* Text extract
• • • • • • •
# Marlin Rig Trip



## macala (Oct 4, 2007)

Like all the other reports, we had a similar trip with all the small you could ever want and the big tunas playing hard to get. I had Anna, Ruth (from Atl) and Angelo (local) for what I was hoping for a Swordfish trip. I just spent $$$ on new rods, reels, electronics so I was hoping for a great trip to make me feel better. The new C120 widescreen from Raymarine is awesome!

Saturday we landed 2 small yft, ?? skipjacks and big blackfins. We drifted for swords at the steps and nothing. The condition were perfect but a complete no show. Sunday started the same when a blue marlin bails us out of a subpar trip. It jumped 6-8 times and went down dirty the rest of the time. We hooked up at the marlin rig. We recorded the whole time so I'll post the video later. We got the marlin to the side of the boat and as we pulled on the leader the 150lbs flour leader snapped. Good release but no boat side picture. Well that made our day!




























We moved over to Petronius and it was the same thing there. Bunch of small tuna everywhere. As we were drifting by the rig, we notice small tuna skying out of the water 40 ft from our boat and a big lit up blue comes crashing in. It was a awesome site and I think my heart stopped for a few minutes. Anyway, we quickly catch a small bft and get bit a few minutes later but the hook never found the marlin. What a great Blue Marlin bite.
• • • • • • •
Entries from a pointing dataset:
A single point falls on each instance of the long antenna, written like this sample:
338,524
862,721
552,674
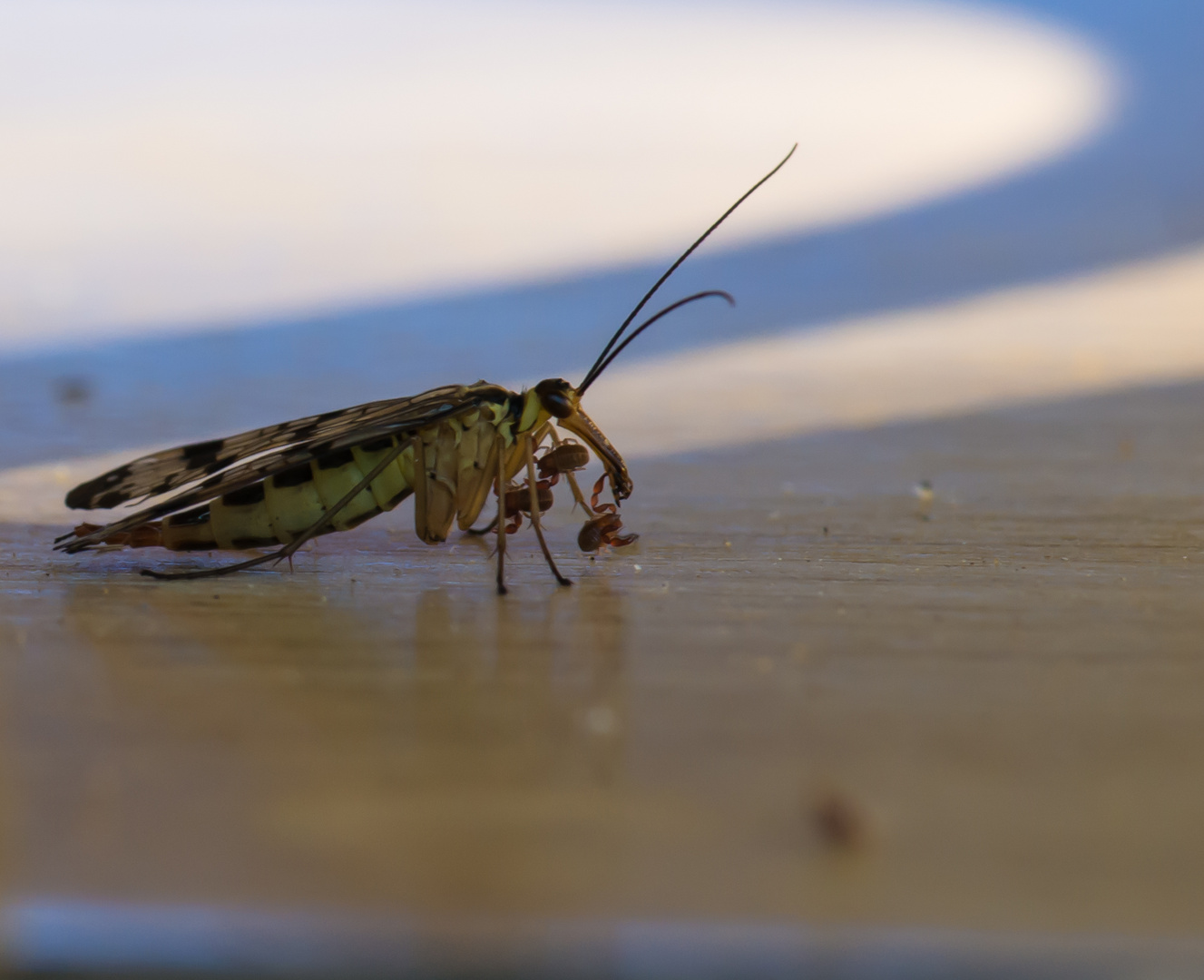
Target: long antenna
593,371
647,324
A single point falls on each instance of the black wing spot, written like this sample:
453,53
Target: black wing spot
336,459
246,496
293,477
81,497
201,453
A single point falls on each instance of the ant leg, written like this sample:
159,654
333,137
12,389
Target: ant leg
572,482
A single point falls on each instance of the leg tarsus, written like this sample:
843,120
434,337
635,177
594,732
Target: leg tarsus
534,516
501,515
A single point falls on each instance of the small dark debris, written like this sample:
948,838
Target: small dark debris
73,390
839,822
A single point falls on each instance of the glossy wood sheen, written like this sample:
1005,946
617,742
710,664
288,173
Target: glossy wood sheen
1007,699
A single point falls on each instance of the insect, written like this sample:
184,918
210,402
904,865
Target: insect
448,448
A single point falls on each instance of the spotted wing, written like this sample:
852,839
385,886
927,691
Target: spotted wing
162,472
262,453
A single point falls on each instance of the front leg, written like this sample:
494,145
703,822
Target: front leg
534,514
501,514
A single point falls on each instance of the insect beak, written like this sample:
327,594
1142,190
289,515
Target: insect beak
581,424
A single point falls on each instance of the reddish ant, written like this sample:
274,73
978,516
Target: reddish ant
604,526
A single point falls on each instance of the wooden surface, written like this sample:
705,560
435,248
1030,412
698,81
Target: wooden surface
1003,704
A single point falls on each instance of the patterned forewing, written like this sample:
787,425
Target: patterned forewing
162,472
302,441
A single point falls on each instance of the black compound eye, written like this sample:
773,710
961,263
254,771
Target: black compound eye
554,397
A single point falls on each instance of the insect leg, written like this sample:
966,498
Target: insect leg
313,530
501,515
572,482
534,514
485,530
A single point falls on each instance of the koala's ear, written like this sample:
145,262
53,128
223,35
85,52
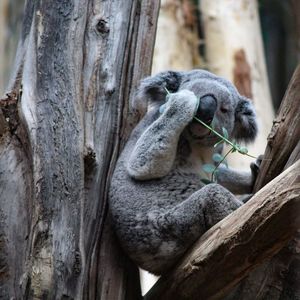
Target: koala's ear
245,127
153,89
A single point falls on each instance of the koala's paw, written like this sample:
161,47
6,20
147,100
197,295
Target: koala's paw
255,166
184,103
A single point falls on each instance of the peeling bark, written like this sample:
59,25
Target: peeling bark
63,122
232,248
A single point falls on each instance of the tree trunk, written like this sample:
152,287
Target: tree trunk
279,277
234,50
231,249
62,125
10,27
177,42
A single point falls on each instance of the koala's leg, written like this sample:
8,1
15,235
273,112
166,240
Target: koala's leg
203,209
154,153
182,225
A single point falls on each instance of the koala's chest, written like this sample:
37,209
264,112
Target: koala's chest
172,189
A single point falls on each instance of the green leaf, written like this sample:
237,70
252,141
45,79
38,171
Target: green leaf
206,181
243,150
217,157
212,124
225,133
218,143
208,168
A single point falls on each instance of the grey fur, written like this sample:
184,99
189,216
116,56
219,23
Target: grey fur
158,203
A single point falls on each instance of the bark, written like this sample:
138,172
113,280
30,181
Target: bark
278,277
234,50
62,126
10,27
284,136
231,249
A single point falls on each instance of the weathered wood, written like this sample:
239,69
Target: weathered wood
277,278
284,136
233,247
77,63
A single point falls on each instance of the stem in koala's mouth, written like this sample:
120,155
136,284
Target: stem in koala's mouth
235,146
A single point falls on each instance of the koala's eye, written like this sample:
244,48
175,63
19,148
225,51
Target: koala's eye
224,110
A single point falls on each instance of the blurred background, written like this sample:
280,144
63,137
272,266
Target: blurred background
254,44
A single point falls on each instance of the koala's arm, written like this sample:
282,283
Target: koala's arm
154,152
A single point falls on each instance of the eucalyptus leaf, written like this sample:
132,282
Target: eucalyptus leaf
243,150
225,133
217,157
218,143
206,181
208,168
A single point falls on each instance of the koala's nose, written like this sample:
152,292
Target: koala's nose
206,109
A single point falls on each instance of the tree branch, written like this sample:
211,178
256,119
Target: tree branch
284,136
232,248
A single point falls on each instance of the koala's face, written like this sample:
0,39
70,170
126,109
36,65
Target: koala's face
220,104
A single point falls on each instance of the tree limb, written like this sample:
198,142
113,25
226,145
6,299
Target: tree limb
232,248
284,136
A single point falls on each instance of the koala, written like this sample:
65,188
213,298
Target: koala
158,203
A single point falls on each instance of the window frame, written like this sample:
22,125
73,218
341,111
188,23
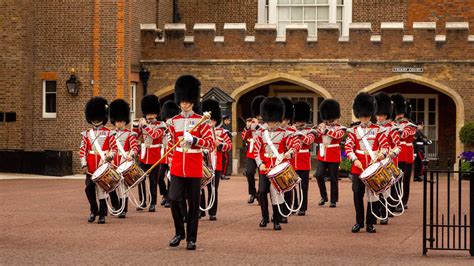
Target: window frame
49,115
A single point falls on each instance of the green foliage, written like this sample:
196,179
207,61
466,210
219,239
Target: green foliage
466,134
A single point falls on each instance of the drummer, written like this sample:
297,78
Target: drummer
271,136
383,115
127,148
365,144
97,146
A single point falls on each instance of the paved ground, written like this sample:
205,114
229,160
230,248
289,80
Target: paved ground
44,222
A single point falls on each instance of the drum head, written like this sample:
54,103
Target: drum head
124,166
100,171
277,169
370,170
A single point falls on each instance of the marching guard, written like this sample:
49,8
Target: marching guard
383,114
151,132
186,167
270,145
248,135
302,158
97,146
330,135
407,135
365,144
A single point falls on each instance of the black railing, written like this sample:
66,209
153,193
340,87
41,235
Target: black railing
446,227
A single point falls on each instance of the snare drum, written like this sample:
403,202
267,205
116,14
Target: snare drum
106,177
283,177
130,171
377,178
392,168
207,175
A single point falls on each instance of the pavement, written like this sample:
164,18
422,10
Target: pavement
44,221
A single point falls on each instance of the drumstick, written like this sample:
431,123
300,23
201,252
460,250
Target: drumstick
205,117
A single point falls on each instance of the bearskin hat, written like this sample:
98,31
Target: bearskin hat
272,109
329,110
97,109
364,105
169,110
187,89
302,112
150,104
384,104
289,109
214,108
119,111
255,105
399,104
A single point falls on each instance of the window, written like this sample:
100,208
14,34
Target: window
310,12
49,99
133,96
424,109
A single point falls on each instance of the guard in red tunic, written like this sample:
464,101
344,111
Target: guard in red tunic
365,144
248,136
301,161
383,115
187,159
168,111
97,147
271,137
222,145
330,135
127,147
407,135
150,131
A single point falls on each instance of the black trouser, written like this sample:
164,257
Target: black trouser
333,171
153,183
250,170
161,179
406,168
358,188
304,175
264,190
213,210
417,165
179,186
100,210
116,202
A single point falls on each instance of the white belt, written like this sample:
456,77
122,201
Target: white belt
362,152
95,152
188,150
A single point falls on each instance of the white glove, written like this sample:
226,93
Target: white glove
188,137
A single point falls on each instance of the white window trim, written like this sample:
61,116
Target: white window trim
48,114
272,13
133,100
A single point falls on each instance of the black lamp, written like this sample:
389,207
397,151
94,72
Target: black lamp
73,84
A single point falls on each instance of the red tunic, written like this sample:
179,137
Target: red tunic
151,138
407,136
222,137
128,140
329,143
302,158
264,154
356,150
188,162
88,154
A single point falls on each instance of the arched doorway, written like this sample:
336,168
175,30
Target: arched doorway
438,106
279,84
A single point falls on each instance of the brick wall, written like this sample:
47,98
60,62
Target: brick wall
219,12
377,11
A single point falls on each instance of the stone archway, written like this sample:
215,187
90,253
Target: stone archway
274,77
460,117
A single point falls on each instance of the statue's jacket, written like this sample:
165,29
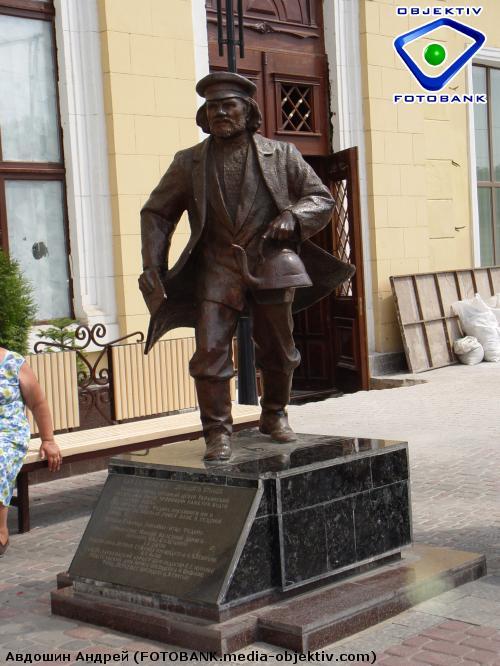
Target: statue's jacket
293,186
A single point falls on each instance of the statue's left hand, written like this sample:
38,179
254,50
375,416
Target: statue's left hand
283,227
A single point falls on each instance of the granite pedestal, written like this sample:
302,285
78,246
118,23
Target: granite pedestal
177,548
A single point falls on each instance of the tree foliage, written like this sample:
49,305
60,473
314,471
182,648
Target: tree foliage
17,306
• • • • • • •
* Work to do
Summarize the fishing trip report above in two sentences.

* Written answer
On a trip meant for swordfish, the group landed small yellowfin, skipjacks and big blackfins on Saturday but had no swordfish at the steps. On Sunday, a blue marlin hooked at the marlin rig jumped six to eight times and was released when the leader snapped at the boat, and at Petronius another lit-up blue crashed in near the boat but the hook never found it.